(Entries drawn from a collection)
+ + + + + + +

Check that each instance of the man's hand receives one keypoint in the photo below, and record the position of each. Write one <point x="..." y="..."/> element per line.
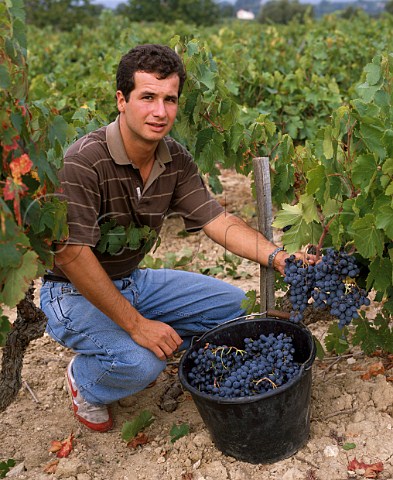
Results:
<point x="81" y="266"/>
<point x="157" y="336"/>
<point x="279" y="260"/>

+ + + + + + +

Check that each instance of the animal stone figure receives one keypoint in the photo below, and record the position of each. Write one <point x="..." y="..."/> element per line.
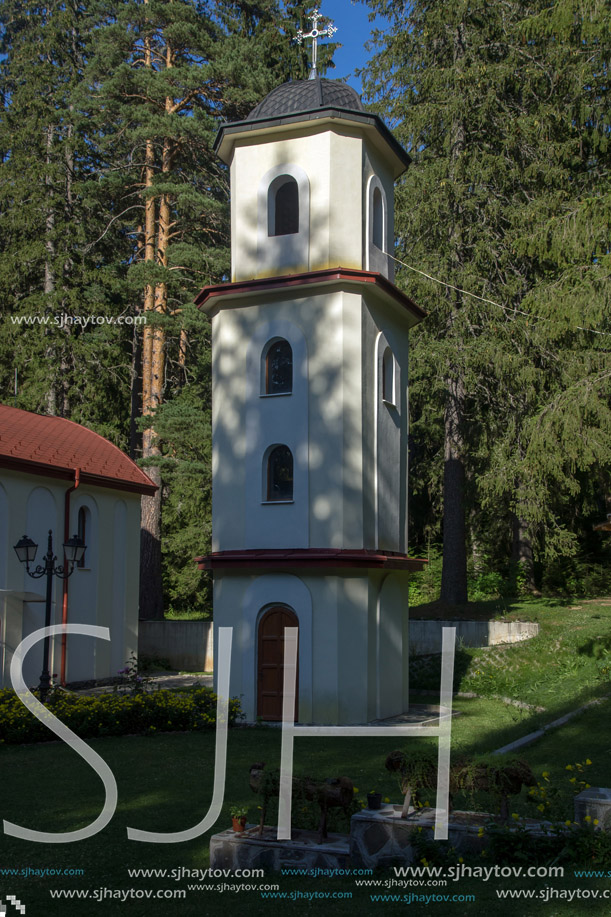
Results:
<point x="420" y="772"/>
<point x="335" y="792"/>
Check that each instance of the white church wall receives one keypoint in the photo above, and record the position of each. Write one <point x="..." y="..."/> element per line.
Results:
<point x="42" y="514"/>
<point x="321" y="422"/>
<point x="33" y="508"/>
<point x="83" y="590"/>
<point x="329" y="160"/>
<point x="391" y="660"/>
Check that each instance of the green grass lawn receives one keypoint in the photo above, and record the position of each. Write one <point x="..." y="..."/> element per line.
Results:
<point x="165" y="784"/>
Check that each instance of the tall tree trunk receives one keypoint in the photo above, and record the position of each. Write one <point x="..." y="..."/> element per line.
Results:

+ + + + + + +

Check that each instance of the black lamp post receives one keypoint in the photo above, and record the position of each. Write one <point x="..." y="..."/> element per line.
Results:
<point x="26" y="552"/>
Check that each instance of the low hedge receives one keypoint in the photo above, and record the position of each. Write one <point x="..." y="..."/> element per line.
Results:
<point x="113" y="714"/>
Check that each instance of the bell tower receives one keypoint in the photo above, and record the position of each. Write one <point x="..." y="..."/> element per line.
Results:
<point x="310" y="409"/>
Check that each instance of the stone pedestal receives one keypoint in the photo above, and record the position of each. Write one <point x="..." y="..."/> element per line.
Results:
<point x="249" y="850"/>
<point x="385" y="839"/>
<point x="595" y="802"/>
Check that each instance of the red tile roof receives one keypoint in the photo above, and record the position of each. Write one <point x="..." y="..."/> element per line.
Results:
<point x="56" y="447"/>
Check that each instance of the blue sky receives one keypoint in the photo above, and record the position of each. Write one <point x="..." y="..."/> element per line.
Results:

+ + + + + + +

▶ [Goal of the exercise]
State the number of lines above that contain the word "below", treating uppercase and lowercase as different. Give only the number.

▶ [Solution to this exercise]
2